* [ENTRIES SHOWN]:

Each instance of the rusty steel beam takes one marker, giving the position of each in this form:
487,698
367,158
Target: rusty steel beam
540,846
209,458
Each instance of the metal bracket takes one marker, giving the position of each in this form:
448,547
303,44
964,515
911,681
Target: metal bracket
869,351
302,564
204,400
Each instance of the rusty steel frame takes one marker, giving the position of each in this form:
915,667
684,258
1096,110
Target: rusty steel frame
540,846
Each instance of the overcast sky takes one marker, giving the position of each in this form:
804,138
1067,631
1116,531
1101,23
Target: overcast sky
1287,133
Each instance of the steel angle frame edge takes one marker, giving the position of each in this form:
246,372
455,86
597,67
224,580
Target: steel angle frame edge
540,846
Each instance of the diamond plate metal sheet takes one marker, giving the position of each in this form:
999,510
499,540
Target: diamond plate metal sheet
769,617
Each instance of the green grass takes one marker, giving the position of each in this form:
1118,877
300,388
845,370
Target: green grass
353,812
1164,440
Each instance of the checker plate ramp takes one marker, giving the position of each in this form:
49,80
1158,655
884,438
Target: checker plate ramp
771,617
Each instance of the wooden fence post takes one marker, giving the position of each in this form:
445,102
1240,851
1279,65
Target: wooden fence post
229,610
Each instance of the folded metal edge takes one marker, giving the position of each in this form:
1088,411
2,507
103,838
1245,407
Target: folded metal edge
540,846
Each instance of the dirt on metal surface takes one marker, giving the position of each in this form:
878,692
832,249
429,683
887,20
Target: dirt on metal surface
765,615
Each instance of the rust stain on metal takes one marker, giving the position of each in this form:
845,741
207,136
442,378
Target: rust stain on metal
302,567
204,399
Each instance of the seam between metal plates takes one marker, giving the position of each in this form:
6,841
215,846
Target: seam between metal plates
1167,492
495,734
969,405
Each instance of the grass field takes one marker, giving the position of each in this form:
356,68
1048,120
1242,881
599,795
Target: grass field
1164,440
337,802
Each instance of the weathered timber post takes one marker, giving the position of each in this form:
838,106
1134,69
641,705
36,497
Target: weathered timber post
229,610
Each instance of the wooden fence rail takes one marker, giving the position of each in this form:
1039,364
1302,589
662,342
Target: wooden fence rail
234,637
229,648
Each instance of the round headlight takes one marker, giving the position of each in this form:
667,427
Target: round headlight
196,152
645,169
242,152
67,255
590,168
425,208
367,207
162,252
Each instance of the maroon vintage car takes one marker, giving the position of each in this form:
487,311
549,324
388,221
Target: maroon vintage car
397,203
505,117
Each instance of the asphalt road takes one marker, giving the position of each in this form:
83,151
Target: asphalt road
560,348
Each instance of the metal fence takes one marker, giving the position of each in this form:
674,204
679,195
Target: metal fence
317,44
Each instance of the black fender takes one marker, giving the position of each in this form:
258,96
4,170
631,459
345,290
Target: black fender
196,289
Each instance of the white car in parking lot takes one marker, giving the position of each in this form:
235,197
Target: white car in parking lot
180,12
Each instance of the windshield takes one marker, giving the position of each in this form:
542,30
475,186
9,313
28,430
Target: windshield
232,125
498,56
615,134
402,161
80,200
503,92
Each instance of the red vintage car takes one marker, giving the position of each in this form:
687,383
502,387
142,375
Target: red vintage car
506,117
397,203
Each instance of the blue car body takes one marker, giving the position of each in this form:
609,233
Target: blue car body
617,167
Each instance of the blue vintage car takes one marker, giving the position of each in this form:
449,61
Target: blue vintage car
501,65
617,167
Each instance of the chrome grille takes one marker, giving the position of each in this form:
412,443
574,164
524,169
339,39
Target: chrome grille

* [YOUR GOAL]:
Every one of the entries must be printed exactly.

* [EXERCISE OUTPUT]:
Each instance of the rusty steel beam takes one marker, giving the position of each in this form:
487,698
367,158
Target: rusty steel beam
540,846
209,458
Each instance of the metal bracket takes one marker, giving the position of each in this form:
448,547
303,44
964,515
911,681
Target: metal bracket
869,351
302,564
204,400
Each instance of the rusty steel frame takes one marker, giving the position of each in this form:
915,667
684,258
1096,110
Target: rusty steel frame
540,846
Each instance of the overcast sky takes one marker, giving the position of each in this form:
804,138
1067,631
1116,531
1101,23
Target: overcast sky
1287,133
Each instance of the steel angle frame edge takes one marker, giving the position of each in this form:
246,372
455,86
597,67
224,580
Target: steel angle frame edge
540,846
Each instance of the diamond plate metal sheet takes one marker, giving the position of each in this form:
999,510
499,540
Target: diamond plate metal sheet
769,617
Each instance of the green grass takes one marker, giving the position of each in this form:
1118,877
300,388
845,370
Target: green grass
353,812
1164,440
Each instance of the checker plate ramp takes one marker, giving the position of each in this form:
49,80
1158,655
884,438
Target: checker plate ramp
771,617
Each instance of the wooden fence post takes one marker, giving the position of each in this form:
445,102
1240,851
1279,65
Target: wooden fence post
229,610
Each instance of the folded metal edge takes one marker, giving the position of each in this form:
1088,411
2,507
103,838
1245,407
Target: folded metal edge
540,846
Each instance of the dirt on metal surface takes one marker, giving the position of each in this form:
878,692
832,249
429,683
887,20
Target: dirt on metal surface
765,615
Each instance of the rust stain on metal takes one marker, giving the position of each in this form:
845,741
207,136
442,378
Target: rust stain on metal
302,567
204,399
Each instance of the seam between metal plates takes one marker, giving the position of each in this form:
6,841
215,846
Target: seam between metal plates
1167,492
495,734
969,405
Each instance of the grass field takes one marker, giving the position of each in this form:
356,68
1048,120
1242,881
599,795
Target: grass field
1164,440
337,802
Each instance of the weathered timber post takes one marker, giving the position of each in this form:
838,106
1134,69
641,705
36,497
Target: weathered timber post
229,610
Each instance of the wooden fence rail takes one marker, giving the position of each in this form:
1039,364
1302,589
662,342
Target: wooden fence rail
234,637
229,648
Each instance of the round headlight takes one marker, giving the position of each in this form:
667,427
Target: round headlight
196,152
645,169
242,152
67,255
590,168
425,208
367,207
162,252
Each instance of the maroon vintage car takes one marker, giving the position of each in this form:
487,311
549,324
388,221
Target: maroon vintage car
397,203
505,117
Each instance of the asphalt road takes one marker, giving the position of each in this form:
83,151
Target: asphalt road
560,348
Each instance of the metal fence takes one marker, giving the position of each in this form:
674,204
679,195
Target: metal fence
317,44
Each instance of the black fender takes one marker, giving the position of each in this form:
258,96
4,170
631,459
345,290
Target: black fender
196,289
Each instance of the white car in parking lot takes one marker, giving the position of each in this form:
235,197
Target: white car in parking lot
180,12
Each instance of the windshield takes one marker, giving the position of each in this form:
542,30
475,186
9,313
28,430
Target: windshield
232,125
498,56
615,134
402,161
80,200
503,92
Each instance of the red vintage car takes one marker, giving the position of each in this form:
687,383
502,387
142,375
Target: red vintage car
506,117
397,203
Each instance of the blue car body takes one marker, giving the position of each in this form:
609,233
Target: blue car body
617,167
Each instance of the blue vintage car takes one marker, giving the position of each in this form:
449,61
Target: blue vintage car
501,65
617,167
Each instance of the chrome grille takes one marker, giving the position of each in this form:
412,443
574,164
524,169
339,39
Target: chrome grille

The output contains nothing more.